* begin PAGE *
NOT FOR PUBLICATION FILED
UNITED STATES COURT OF APPEALS NOV 6 2019
MOLLY C. DWYER, CLERK
U.S. COURT OF APPEALS
FOR THE NINTH CIRCUIT
AMERICA GONZALEZ-GOMEZ, No. 17-72903
Petitioner, Agency No. A208-935-834
v.
MEMORANDUM*
WILLIAM P. BARR, Attorney General,
Respondent.
On Petition for Review of an Order of the
Board of Immigration Appeals
Submitted November 4, 2019**
Seattle, Washington
Before: GOULD and NGUYEN, Circuit Judges, and R. COLLINS,*** District
Judge.
America Gonzalez-Gomez, a native and citizen of Guatemala, petitions for
review of the Board of Immigration Appeals’ (“BIA”) order dismissing her appeal
*
This disposition is not appropriate for publication and is not precedent
except as provided by Ninth Circuit Rule 36-3.
**
The panel unanimously concludes this case is suitable for decision
without oral argument. See Fed. R. App. P. 34(a)(2).
* end PAGE *
* begin LISTING *
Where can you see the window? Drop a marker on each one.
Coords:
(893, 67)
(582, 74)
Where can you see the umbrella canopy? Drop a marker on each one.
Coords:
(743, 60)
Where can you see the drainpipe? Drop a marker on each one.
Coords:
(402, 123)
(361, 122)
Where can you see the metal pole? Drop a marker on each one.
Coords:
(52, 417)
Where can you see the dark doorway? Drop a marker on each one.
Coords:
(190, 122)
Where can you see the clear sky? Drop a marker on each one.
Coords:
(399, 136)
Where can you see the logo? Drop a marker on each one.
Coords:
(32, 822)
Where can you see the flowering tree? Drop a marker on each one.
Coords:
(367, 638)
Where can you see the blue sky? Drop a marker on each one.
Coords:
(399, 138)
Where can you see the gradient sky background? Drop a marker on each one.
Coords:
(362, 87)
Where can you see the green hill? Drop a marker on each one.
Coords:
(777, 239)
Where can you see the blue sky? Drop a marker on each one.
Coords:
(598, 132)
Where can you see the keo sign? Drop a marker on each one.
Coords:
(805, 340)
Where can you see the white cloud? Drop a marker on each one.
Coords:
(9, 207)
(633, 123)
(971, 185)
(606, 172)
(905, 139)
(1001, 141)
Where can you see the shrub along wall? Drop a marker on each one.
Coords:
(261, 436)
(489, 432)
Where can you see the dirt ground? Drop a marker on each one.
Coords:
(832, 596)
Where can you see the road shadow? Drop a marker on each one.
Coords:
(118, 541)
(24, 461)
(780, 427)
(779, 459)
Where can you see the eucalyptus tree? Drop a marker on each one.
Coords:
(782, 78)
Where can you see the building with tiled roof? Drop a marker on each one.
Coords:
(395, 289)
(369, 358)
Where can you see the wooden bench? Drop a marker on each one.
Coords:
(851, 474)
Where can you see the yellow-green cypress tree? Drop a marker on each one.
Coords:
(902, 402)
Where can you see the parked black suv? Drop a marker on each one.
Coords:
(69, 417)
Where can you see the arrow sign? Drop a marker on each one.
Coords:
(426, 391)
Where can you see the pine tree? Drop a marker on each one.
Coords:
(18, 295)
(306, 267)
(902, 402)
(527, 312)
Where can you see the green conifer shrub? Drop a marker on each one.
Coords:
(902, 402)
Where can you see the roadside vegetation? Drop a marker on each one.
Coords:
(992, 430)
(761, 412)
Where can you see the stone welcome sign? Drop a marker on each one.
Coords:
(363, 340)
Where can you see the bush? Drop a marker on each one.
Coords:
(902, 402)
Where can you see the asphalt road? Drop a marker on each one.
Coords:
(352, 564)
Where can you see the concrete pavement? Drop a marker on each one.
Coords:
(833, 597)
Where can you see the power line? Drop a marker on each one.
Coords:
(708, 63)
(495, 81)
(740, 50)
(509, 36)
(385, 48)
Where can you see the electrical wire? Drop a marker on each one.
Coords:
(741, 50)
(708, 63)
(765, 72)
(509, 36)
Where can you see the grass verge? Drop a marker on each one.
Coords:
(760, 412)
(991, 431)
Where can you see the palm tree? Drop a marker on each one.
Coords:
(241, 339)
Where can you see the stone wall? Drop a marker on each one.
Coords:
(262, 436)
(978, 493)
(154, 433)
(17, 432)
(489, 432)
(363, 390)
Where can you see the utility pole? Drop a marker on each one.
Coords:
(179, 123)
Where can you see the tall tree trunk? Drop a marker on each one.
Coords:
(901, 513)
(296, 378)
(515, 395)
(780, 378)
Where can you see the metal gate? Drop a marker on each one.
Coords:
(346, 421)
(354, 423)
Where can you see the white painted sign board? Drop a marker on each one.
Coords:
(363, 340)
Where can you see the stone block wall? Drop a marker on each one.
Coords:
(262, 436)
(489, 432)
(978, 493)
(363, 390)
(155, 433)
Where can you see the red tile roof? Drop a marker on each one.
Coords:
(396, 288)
* end LISTING *
WRITTEN TASK 1:
Answer these from the Ninth Circuit memorandum:
(a) What case number is assigned to the petition?
(b) Of what country is the petitioner a native and citizen?
(c) What rule does the panel cite for deciding the case without oral argument?
WRITTEN TASK 2:
Carry on the Ninth Circuit memorandum from its final line.
The rows have no connection to the Ninth Circuit memorandum.

WRITTEN REPLY 1:
(a) No. 17-72903
(b) Guatemala
(c) Fed. R. App. P. 34(a)(2)

WRITTEN REPLY 2:
***
The Honorable Raner C. Collins, United States District Judge for the
District of Arizona, sitting by designation.
from the Immigration Judge’s (“IJ”) decision denying her application for
withholding of removal.1 We have jurisdiction to review the exhausted claims
under 8 U.S.C. § 1252, and we deny Gonzalez-Gomez’s petition for review of
those claims. We lack jurisdiction to review the unexhausted claim of collateral
estoppel, and we dismiss that claim.
1. Substantial evidence supports the BIA’s determination that Gonzalez-
Gomez failed to demonstrate an objectively reasonable fear of future persecution
on account of her membership in the particular social group “lesbians in
Guatemala with masculine appearance and sexual identities.”2 Even assuming that
Gonzalez-Gomez’s mother and uncle harmed her when she was a child because of
her sexual identity, neither lives in Guatemala today. Gonzalez-Gomez also failed
to show “a systematic ‘pattern or practice’ of persecution against the group to
which [she] belongs” in Guatemala. Wakkary v. Holder, 558 F.3d 1049, 1060 (9th
Cir. 2009) (quoting 8 C.F.R. § 1208.13(b)(2)(iii)(A)). The record evidence shows
that the Guatemalan government has made significant progress in recent years to
1
The BIA also dismissed Gonzalez-Gomez’s appeal from the IJ’s denial of her
application for asylum and protection under the Convention Against Torture.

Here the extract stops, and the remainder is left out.